* THE EXERCISE *
Find each line in the data below that contains the word "with" and copy it out. Case counts, so a line matches only when the letters have the same capitalization.

——

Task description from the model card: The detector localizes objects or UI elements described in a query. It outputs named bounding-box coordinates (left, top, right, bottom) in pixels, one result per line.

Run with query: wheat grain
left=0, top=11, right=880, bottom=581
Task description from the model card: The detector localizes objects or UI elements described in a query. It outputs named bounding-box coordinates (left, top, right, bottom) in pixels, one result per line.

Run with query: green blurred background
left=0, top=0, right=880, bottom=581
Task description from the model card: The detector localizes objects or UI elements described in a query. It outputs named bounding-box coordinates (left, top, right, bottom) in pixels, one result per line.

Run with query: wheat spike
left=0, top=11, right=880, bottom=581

——

* RESPONSE TO THIS EXERCISE *
Run with query: wheat grain
Run with query: green blurred background
Run with query: wheat spike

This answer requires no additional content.